- [Source passage]
--
Samurai Shodown V Special is one of the most well-regarded SNK fighting games among the fighting game community. It is easily one of the most balanced games in the series and features both brand-new systems and an extra layer of polish on already existing mechanics. The game is designed to place emphasis on the qualities that are unique to the Samurai Shodown series. With much less of a focus on combos and supers, victory in Samurai Shodown V Special at high level play will usually come down to using range and spacing to your advantage.

There are a variety of systems and mechanics that have contributed to the game becoming a favorite among hardcore fighting game fans. Here is a quick rundown of some of the most important systems:

Sword Gauge: A meter that directly affects how much damage you do. Any attack—even whiffs or blocked attacks—reduces the meter and the amount of damage you can do. It slowly regenerates to maximum when you are not attacking.

Rage Gauge: A staple in the Samurai Shodown series. Taking damage fills this meter and once at max it results in increased attack power along with other bonuses. A Rage Explosion command can also be used which can be used to push back your opponent and open up other possibilities.
--
- [Collected data]
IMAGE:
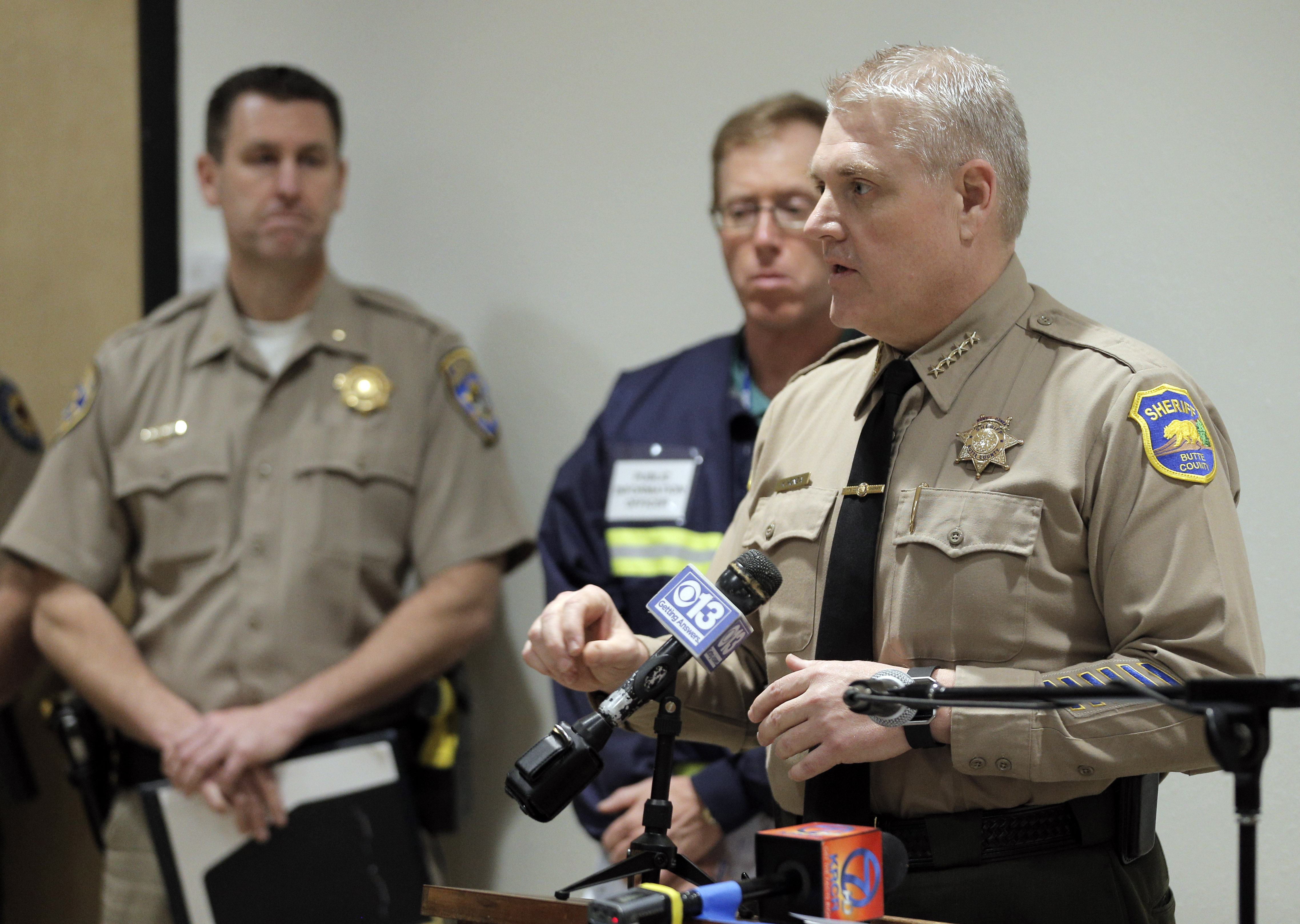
--
- [Exercise tasks]
(a) Repeat the stretch of the Samurai Shodown V Special overview from "Sword Gauge: A" through "are not attacking.".
(b) List every system or command in the Samurai Shodown V Special overview that is given a capitalized name.
(c) Take the Samurai Shodown V Special overview further from the point where it stops.

- [Responses by task]
(a)
Sword Gauge: A meter that directly affects how much damage you do. Any attack—even whiffs or blocked attacks—reduces the meter and the amount of damage you can do. It slowly regenerates to maximum when you are not attacking.

(b) Sword Gauge, Rage Gauge, Rage Explosion

(c)
Weapon Flipping Attack: The super special move of Samurai Shodown V Special. It can be used while the Rage Gauge is at max or during a Rage Explosion. The move will both deal significant damage to the opponent and disarm them.

Concentration One: Only usable under certain conditions, this move will result in your opponent going into slow motion while you move at normal speed. Combined with the damaging Fatal Flash command that can only be used in this state, this command is perfect for staging last minute come-backs.

Overkill Moves: These are ultimate moves that can only be used once during a match against an opponent who is already on the ropes. Landing this move will result in your character executing the opponent with a brutal, visceral secret technique.

 

The PS4 / PS Vita Release

As with all of our collaborations with Code Mystics, this release will feature new content such as online multiplayer, a Gallery mode with unlockable art, and trophy support. This will be the first time the game has been available in its original form on a modern console. And we are happy to announce that we will be showing a playable beta of the game at our booth during EVO 2017!

We hope all of our fans attending the event stop by to try out the game and give us their feedback!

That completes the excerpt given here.